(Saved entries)
# # #
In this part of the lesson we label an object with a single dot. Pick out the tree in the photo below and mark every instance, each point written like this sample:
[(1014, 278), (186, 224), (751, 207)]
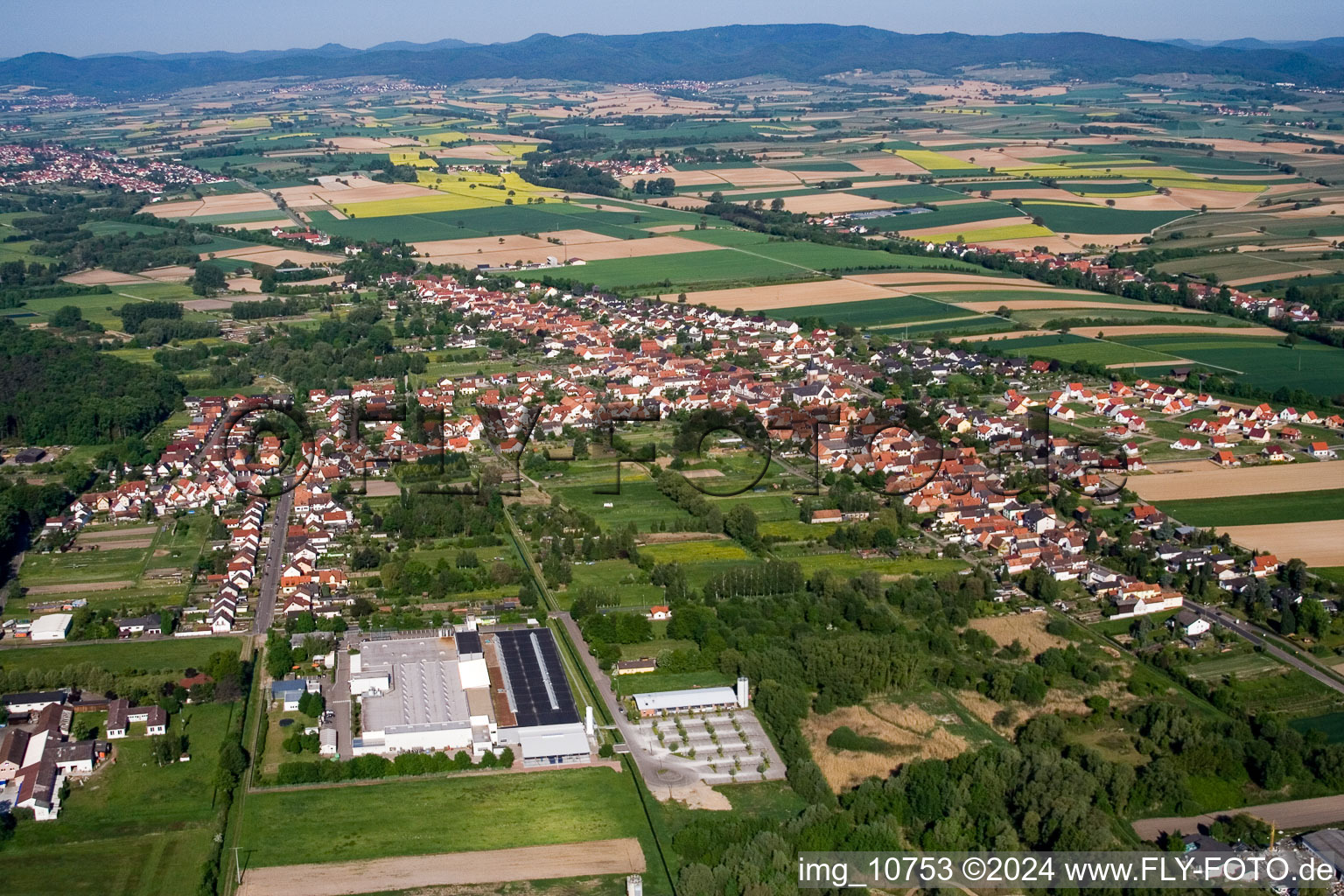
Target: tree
[(208, 280), (67, 316), (233, 762)]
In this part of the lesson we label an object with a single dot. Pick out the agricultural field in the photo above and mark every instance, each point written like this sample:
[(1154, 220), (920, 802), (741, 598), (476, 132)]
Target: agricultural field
[(168, 655), (1256, 360), (1086, 218), (116, 566), (1261, 509), (405, 818)]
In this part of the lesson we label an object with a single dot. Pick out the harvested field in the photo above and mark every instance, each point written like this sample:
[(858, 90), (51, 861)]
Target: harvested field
[(484, 243), (1005, 286), (113, 544), (584, 236), (494, 866), (170, 274), (208, 305), (752, 298), (970, 228), (1208, 481), (226, 205), (275, 256), (828, 203), (909, 732), (982, 338), (1158, 329), (1318, 543), (1028, 629), (78, 586), (1303, 271), (371, 143), (1040, 304), (759, 176), (101, 276), (541, 250), (900, 278), (885, 164), (604, 250), (1057, 702)]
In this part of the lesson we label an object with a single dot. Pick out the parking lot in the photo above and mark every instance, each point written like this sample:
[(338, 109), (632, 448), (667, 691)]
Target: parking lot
[(718, 747)]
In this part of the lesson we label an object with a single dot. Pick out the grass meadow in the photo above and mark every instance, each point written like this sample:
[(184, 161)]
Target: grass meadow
[(420, 817)]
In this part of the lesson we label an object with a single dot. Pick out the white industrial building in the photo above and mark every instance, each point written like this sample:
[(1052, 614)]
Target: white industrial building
[(50, 627), (468, 690), (692, 700)]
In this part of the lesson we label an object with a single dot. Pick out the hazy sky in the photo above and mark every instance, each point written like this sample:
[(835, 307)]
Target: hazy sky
[(82, 27)]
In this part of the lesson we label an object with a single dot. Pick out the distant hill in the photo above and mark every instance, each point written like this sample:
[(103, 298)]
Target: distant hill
[(710, 54), (263, 55)]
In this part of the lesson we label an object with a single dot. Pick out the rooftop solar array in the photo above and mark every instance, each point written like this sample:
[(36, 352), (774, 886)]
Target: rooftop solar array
[(536, 682)]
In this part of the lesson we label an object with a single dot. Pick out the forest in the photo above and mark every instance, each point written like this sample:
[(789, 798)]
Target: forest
[(58, 393)]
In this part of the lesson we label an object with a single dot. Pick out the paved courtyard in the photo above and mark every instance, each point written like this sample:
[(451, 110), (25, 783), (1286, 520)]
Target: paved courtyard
[(718, 747)]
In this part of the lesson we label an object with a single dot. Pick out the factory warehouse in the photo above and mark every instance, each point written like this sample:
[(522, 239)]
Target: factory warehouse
[(468, 690)]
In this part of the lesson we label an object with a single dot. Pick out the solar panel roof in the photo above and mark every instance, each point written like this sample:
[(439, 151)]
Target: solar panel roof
[(468, 641), (536, 677)]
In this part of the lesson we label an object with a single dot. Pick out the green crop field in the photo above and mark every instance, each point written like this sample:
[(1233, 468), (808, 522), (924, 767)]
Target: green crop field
[(706, 551), (104, 566), (639, 500), (851, 564), (1063, 298), (138, 830), (1242, 665), (1068, 346), (1085, 218), (898, 309), (910, 195), (657, 682), (1108, 188), (411, 817), (1331, 723), (1261, 360), (167, 655), (691, 269), (1260, 509), (944, 216), (613, 578), (814, 165)]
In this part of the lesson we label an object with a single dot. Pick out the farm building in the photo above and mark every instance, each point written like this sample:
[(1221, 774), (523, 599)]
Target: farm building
[(50, 627), (122, 715), (290, 690), (634, 667), (23, 704), (691, 700), (468, 690)]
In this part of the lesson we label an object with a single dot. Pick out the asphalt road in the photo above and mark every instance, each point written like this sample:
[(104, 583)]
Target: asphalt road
[(275, 564), (1248, 632)]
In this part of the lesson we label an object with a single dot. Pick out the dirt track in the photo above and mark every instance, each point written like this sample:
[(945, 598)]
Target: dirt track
[(1210, 481), (1298, 813), (80, 586), (379, 875)]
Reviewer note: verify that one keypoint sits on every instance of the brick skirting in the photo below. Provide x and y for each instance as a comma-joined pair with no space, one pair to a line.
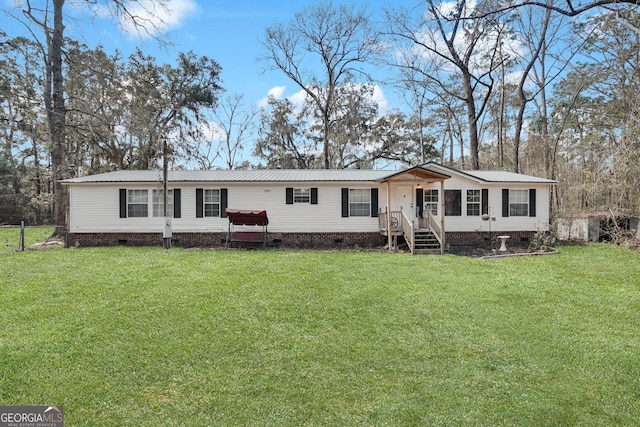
190,240
484,239
292,240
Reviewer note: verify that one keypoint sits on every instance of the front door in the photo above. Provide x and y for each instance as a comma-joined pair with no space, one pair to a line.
406,202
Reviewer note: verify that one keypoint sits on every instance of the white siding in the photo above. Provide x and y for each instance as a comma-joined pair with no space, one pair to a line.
497,222
94,208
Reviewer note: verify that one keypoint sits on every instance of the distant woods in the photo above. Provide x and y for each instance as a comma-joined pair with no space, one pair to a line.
538,88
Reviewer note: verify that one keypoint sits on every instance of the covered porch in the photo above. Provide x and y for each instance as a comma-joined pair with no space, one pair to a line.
404,214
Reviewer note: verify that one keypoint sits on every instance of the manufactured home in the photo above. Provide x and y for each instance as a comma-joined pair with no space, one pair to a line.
429,207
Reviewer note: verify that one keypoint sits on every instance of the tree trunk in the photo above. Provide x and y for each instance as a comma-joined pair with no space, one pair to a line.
56,117
473,123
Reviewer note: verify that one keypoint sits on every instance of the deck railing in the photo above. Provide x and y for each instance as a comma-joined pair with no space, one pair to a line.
433,225
401,224
408,231
396,222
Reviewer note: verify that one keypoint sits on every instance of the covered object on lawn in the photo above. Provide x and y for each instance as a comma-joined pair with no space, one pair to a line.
244,226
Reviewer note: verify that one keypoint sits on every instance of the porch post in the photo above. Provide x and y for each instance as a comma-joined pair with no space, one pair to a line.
444,234
389,237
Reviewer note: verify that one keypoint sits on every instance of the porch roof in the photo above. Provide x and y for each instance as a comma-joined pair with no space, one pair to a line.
415,173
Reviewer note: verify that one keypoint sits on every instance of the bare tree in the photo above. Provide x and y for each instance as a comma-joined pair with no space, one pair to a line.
341,39
234,124
449,43
49,18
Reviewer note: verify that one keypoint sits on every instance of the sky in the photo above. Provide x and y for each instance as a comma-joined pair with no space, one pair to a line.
227,31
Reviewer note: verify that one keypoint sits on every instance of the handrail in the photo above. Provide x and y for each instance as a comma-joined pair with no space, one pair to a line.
434,226
395,220
408,231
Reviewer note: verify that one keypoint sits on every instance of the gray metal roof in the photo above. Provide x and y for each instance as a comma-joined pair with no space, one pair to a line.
503,176
262,175
489,176
292,175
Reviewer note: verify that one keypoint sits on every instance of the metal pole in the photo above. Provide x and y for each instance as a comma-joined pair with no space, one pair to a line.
166,232
21,244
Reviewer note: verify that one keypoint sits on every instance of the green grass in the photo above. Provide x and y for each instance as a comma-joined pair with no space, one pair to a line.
10,237
145,337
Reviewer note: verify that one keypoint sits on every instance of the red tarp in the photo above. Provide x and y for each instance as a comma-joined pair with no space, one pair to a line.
247,217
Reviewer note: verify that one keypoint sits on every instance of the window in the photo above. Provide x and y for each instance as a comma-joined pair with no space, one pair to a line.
158,203
473,202
518,202
453,202
137,203
359,202
431,201
211,202
301,195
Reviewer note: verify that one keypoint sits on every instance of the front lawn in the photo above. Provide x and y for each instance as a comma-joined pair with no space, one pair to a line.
145,337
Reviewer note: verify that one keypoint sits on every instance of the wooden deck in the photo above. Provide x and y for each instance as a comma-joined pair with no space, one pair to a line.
427,238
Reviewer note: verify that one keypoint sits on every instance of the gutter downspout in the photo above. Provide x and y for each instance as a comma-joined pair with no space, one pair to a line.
389,237
444,234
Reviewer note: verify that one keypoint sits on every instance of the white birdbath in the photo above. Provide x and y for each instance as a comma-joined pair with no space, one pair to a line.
503,243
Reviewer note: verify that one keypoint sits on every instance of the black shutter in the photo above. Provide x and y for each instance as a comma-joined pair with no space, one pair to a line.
532,202
199,203
419,201
345,202
485,202
177,203
223,202
123,203
374,202
505,202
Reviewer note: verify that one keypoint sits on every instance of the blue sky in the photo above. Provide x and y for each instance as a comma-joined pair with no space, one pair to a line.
226,31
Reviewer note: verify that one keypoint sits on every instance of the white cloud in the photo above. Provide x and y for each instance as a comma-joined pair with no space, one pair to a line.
298,98
275,92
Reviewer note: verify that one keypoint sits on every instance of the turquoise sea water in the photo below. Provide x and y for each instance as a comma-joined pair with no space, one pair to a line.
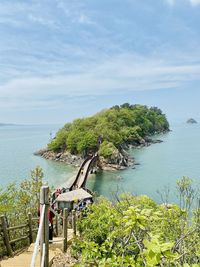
160,164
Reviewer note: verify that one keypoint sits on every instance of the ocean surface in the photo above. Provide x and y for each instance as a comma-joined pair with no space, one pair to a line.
160,164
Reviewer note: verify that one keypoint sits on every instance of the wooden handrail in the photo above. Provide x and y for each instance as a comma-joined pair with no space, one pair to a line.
17,227
19,239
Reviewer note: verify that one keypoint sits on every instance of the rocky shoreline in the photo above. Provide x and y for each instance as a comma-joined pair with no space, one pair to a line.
118,161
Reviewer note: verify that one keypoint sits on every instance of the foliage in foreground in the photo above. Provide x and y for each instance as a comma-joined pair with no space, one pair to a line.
116,126
16,201
136,231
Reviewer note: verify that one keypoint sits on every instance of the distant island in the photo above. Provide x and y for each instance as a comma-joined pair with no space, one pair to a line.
110,132
191,121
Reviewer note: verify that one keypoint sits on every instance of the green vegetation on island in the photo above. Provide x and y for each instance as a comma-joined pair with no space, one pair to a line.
110,130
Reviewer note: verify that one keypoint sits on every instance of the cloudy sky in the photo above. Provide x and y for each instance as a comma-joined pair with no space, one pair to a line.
62,59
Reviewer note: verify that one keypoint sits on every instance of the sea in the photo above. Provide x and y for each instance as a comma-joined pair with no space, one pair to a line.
158,168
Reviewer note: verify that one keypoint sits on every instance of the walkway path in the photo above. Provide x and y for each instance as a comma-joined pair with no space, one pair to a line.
24,259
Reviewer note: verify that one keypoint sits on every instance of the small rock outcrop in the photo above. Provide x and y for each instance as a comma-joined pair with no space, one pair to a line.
191,121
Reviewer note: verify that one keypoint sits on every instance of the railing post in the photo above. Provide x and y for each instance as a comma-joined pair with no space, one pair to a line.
6,236
65,231
74,221
30,226
56,226
44,200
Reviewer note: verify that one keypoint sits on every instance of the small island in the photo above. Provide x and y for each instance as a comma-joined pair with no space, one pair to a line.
110,132
191,121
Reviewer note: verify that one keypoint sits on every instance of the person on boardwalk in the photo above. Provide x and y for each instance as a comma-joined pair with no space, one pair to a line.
50,216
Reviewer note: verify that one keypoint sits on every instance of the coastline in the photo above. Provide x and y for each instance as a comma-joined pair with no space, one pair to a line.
120,161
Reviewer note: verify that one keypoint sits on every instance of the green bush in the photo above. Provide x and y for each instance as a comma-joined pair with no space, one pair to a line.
136,231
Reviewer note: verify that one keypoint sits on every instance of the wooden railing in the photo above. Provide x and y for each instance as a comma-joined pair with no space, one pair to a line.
42,239
6,233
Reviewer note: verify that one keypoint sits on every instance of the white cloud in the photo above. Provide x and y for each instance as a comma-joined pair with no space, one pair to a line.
120,73
195,2
192,2
171,2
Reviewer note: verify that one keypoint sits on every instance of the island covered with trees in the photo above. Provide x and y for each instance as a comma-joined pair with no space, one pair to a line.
110,132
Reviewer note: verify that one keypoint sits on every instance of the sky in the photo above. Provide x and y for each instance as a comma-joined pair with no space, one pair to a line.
63,59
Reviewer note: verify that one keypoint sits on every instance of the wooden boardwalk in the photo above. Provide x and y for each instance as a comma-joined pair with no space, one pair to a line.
24,259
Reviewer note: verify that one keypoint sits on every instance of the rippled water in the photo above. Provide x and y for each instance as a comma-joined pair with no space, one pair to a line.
160,164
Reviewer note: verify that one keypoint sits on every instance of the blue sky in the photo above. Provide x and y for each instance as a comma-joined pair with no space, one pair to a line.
62,59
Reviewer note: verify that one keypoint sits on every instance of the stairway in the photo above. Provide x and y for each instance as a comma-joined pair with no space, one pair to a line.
24,259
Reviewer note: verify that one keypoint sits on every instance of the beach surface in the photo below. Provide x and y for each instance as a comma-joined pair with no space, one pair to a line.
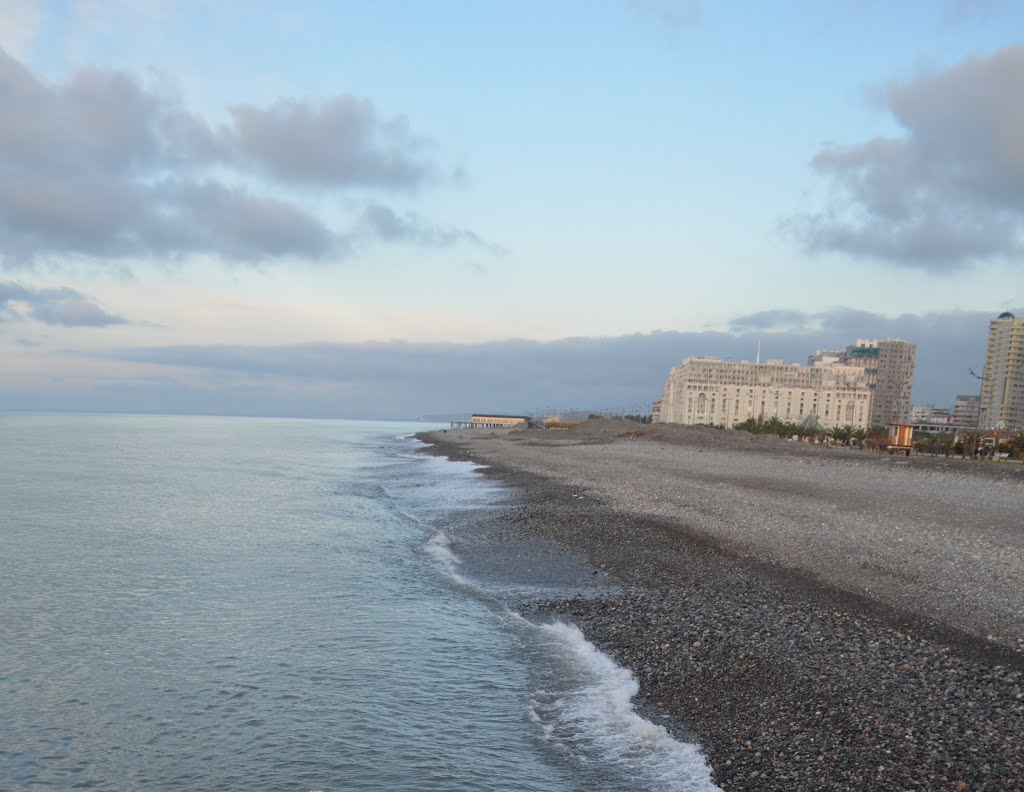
# # #
§ The task
Your answer should be the exact lines above from the one with "[(522, 239)]" through the one with "[(1233, 468), (808, 522), (924, 767)]", both included, and nothing besides.

§ Problem solution
[(522, 239)]
Target: factory warehouse
[(468, 690)]
In this part of the lesson we label an object with a single dot. Pick out the solar panel roof in the photo above and mark every instance, each point written like this sample:
[(439, 151)]
Target: solar panel roof
[(468, 641), (536, 677)]
In this part of the lesson we label an object with a single dot. Pick out the green crop field in the photo above and mark every instance, each point written like this sample:
[(1233, 468), (808, 522), (924, 767)]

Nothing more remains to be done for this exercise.